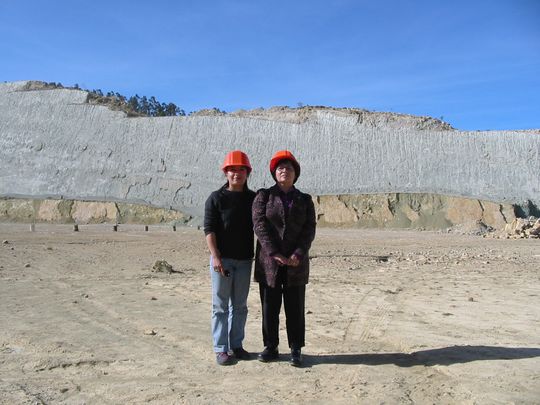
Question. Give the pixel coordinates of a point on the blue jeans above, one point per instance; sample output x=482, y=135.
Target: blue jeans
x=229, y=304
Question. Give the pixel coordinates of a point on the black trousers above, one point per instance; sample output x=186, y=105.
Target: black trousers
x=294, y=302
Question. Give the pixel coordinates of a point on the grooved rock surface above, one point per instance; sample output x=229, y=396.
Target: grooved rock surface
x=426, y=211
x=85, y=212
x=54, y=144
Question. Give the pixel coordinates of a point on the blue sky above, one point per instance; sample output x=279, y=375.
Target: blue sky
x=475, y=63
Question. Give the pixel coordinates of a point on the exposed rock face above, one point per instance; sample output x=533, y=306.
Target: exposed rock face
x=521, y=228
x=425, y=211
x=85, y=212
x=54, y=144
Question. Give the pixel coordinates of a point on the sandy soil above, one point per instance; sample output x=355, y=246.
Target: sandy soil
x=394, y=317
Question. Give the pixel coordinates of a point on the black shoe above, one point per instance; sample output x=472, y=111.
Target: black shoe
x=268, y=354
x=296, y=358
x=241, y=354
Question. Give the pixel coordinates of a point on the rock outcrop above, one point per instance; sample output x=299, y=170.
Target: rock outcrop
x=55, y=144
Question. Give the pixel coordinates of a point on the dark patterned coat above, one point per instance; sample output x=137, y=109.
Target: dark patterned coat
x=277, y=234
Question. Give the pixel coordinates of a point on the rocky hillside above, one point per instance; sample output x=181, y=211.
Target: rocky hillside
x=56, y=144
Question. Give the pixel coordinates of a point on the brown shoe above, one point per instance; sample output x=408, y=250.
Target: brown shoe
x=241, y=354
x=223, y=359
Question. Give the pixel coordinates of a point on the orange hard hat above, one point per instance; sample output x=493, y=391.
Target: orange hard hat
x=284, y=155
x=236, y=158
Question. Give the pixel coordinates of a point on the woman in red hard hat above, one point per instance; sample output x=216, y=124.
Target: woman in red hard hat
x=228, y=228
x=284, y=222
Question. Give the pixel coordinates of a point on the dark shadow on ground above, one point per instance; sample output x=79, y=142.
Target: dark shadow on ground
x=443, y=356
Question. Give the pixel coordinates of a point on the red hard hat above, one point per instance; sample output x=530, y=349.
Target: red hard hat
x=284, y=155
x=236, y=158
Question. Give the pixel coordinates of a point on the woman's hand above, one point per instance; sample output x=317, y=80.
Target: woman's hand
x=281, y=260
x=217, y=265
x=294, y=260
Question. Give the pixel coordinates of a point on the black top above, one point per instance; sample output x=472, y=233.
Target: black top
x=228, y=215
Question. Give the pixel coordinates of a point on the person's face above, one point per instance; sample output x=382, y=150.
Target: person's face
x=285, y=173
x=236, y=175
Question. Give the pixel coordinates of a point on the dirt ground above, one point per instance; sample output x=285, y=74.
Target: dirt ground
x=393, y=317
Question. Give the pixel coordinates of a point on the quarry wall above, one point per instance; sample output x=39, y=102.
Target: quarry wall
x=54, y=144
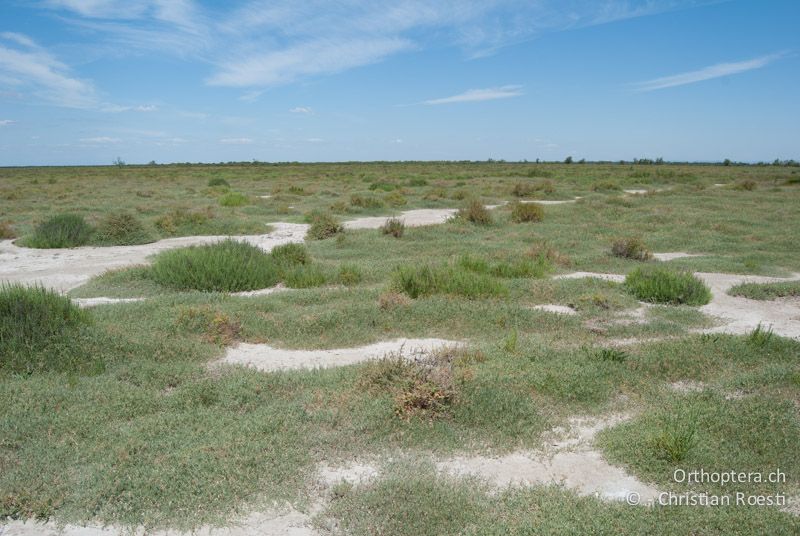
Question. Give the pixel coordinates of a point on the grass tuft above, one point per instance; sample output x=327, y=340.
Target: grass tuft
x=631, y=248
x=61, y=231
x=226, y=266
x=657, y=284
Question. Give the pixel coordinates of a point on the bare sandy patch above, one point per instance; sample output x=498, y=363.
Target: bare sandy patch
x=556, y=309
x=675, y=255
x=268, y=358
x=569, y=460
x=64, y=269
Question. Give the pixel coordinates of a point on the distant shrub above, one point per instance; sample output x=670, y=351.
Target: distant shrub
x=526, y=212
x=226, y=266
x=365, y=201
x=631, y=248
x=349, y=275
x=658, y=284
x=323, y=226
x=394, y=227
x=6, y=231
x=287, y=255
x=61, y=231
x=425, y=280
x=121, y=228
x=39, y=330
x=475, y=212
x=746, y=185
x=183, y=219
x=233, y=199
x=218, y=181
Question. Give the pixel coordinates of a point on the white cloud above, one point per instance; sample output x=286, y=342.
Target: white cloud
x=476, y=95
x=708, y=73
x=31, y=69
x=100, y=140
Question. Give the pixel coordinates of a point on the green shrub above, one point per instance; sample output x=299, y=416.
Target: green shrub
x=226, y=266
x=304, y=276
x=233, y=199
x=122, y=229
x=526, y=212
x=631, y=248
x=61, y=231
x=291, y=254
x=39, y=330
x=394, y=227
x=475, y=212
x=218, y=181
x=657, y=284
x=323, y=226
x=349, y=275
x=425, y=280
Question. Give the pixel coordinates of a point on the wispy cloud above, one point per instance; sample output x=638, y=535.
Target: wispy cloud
__________________________________________________
Formatiere die Zeilen ab der Zeile mit "output x=137, y=109." als JSON-Liste von Strings und höre nach der Zeile mit "x=284, y=222" auf, wobei beide Grenzzeilen dazugehören. Jede Zeile wird ein eigener String, Leerzeilen fallen weg.

[
  "Question. Give the pixel coordinates of a point on the dark patterned coat above, one point per instance; sample output x=137, y=109.",
  "Target: dark patterned coat",
  "x=277, y=234",
  "Question. Give the pixel coordinates of a point on the rocky hillside above, one point per instance; sample output x=181, y=211.",
  "Target: rocky hillside",
  "x=56, y=144",
  "Question. Give the pixel coordinates of a point on the brown shoe above, one point per instance; sample output x=408, y=250.",
  "Target: brown shoe",
  "x=241, y=354",
  "x=223, y=359",
  "Question. Give the pixel coordinates of a point on the orange hard hat above, one point per instance; sample output x=493, y=391.",
  "Target: orange hard hat",
  "x=284, y=155",
  "x=236, y=158",
  "Question. Give the pixel coordinates of a point on the woman in red hard hat above, one point per instance; sample output x=216, y=124.",
  "Target: woman in red hard hat",
  "x=228, y=228",
  "x=284, y=222"
]